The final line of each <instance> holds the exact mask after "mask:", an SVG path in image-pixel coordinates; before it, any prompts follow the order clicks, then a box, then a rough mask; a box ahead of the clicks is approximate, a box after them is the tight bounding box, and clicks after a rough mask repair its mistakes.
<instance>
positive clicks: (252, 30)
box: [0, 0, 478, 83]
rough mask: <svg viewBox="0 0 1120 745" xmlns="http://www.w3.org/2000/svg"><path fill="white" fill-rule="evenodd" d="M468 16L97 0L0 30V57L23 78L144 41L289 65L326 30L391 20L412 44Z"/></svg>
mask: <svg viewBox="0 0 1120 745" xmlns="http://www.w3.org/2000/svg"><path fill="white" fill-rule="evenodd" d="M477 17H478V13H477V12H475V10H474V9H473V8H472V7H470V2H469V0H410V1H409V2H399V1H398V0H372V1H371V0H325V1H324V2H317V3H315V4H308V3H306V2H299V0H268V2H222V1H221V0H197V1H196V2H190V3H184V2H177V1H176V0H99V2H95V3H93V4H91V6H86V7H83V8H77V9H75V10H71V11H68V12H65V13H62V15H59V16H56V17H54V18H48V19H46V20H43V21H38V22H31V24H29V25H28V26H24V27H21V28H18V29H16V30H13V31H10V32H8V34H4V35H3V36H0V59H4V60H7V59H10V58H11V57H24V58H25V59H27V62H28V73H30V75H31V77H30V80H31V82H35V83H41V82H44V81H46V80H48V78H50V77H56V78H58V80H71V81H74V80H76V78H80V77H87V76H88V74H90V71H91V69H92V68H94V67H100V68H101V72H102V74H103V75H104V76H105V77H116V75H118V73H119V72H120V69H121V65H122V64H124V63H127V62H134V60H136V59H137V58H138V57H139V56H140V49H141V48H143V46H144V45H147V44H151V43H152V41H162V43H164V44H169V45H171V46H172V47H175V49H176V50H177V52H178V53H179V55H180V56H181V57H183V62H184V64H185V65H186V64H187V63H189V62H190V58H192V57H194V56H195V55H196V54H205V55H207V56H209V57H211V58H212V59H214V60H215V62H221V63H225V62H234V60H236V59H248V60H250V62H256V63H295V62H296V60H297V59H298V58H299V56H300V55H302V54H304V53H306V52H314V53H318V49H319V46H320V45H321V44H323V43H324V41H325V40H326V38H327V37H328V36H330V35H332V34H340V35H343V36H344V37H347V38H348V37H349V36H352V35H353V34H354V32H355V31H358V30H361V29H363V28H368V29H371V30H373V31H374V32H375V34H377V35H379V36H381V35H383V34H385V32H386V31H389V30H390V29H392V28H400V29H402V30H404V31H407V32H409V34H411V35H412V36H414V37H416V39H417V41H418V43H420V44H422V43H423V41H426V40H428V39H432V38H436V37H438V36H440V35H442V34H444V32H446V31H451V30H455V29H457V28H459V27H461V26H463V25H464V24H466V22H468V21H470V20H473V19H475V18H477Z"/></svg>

## Work instructions
Copy out each line from the listing that contains the string "clicks".

## Solved exercise
The final line of each <instance> holds the exact mask after "mask:", an SVG path in image-pixel coordinates; before it, any prompts follow the order clicks, then a box, then a rough mask; a box ahead of the clicks is approximate, a box after them is the tight bounding box, and clicks after a rough mask repair its mistakes.
positive clicks: (252, 30)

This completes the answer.